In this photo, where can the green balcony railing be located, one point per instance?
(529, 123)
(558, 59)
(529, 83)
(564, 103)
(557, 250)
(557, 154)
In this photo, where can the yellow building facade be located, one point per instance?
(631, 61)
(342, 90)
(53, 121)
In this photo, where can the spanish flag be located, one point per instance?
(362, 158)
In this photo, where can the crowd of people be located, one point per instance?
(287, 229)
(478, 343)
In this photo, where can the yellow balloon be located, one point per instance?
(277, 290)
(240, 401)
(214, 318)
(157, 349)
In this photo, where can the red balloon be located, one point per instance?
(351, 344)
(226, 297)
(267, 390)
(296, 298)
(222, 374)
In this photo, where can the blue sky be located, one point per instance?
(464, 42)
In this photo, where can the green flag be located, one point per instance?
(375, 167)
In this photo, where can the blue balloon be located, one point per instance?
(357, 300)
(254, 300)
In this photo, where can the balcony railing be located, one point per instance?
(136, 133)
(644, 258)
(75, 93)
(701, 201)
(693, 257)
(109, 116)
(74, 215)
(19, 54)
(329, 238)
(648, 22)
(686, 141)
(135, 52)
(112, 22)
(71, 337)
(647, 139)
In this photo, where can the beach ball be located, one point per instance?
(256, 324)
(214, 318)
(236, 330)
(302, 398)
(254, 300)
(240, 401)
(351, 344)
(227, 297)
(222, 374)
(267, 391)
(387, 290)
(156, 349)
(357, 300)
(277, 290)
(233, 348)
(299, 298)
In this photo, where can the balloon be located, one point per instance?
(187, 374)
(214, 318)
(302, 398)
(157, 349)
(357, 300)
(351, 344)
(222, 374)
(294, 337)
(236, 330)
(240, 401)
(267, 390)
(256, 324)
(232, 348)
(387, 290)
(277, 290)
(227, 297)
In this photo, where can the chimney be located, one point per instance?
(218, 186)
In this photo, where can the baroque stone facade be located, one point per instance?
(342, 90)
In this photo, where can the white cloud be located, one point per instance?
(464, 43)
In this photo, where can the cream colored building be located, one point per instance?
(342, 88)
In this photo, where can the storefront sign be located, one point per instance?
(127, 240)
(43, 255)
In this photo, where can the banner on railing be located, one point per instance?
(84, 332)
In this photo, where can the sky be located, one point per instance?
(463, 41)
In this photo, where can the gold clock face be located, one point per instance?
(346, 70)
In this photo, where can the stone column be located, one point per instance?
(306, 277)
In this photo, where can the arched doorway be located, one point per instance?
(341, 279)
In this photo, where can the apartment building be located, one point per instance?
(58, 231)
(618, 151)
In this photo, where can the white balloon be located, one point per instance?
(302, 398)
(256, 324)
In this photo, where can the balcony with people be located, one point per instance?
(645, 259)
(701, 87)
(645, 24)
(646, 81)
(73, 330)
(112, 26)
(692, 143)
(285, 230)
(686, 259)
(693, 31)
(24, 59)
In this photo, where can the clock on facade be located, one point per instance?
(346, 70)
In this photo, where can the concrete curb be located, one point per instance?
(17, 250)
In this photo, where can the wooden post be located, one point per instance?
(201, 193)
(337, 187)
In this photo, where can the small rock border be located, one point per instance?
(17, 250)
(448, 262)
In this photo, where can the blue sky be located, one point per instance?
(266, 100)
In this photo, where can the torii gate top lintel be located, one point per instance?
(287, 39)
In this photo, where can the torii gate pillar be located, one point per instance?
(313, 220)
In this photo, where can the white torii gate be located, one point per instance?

· · · · ·

TASK DESCRIPTION ▸ Copy out the lines starting with the line that contains "In this photo, where can the concrete" and going on through the last line, keeping each one unchanged.

OUTPUT BELOW ▸
In this photo, where can the concrete curb be located, one point per instance?
(17, 250)
In this photo, where can the wooden post be located, one point per instance?
(201, 193)
(337, 187)
In this photo, where can the small rock border be located, one point per instance?
(17, 250)
(448, 262)
In this photo, where can the blue sky be located, one point per instance?
(266, 100)
In this photo, where can the torii gate top lintel be located, one point per instance?
(287, 39)
In this photo, where can the torii gate pillar be located, one point per instance?
(313, 220)
In this photo, where can the white torii gate be located, one point per instance?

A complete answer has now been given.